Entries for labeling object positions:
+ + +

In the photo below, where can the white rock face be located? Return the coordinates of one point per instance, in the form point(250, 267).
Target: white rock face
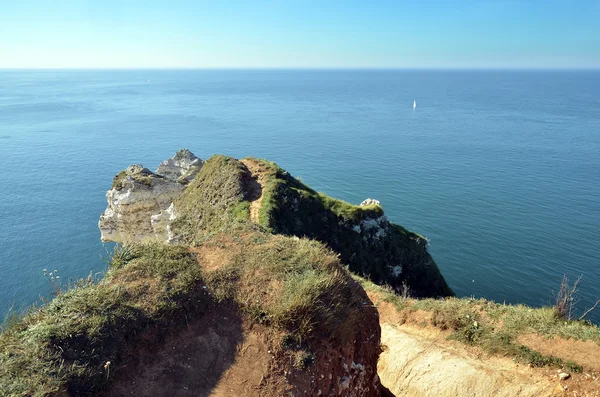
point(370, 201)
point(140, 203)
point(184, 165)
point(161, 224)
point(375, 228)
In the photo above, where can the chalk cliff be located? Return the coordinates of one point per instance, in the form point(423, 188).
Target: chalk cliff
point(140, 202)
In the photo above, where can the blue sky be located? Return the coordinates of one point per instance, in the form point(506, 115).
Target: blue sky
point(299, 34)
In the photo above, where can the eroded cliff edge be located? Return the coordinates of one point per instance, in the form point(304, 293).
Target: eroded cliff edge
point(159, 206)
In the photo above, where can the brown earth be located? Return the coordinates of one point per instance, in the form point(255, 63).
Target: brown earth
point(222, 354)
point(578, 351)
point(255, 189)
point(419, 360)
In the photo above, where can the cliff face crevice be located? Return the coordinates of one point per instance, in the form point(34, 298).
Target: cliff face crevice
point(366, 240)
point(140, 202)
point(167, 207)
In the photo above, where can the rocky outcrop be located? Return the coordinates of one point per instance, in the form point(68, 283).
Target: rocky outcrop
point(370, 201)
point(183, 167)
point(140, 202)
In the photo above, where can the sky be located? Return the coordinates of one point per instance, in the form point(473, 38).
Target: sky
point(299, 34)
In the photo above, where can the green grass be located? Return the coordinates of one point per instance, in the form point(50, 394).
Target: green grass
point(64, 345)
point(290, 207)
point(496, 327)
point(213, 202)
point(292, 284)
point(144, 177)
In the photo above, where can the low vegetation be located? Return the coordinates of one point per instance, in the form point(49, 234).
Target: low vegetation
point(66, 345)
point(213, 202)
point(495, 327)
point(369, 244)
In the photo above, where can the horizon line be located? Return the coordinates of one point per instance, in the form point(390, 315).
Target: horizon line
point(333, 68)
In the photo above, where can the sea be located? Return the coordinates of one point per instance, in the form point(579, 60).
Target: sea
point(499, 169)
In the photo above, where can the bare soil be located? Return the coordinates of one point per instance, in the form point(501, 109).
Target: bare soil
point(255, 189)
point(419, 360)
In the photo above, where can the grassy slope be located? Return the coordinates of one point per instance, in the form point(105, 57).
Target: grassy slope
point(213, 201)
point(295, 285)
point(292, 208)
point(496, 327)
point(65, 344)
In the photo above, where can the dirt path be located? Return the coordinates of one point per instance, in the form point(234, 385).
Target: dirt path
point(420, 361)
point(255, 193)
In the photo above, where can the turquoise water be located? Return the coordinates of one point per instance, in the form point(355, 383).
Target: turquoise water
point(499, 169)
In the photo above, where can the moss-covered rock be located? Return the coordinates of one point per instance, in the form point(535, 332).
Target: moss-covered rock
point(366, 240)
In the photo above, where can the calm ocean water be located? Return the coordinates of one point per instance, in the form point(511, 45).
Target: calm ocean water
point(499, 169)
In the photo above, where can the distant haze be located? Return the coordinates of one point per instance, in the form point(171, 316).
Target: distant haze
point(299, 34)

+ + +

(TASK REQUIREMENTS):
Render everything from the start of the items down to the line containing "point(375, 228)", inclusive, as a numbered list with blank lines omitted. Leave the pictures out of the list.

(FULL ANSWER):
1. In the photo below, where can the white rock face be located? Return the coordinates of one point per instance, in the form point(250, 267).
2. Target: white rock face
3. point(370, 201)
4. point(140, 203)
5. point(184, 165)
6. point(161, 224)
7. point(375, 228)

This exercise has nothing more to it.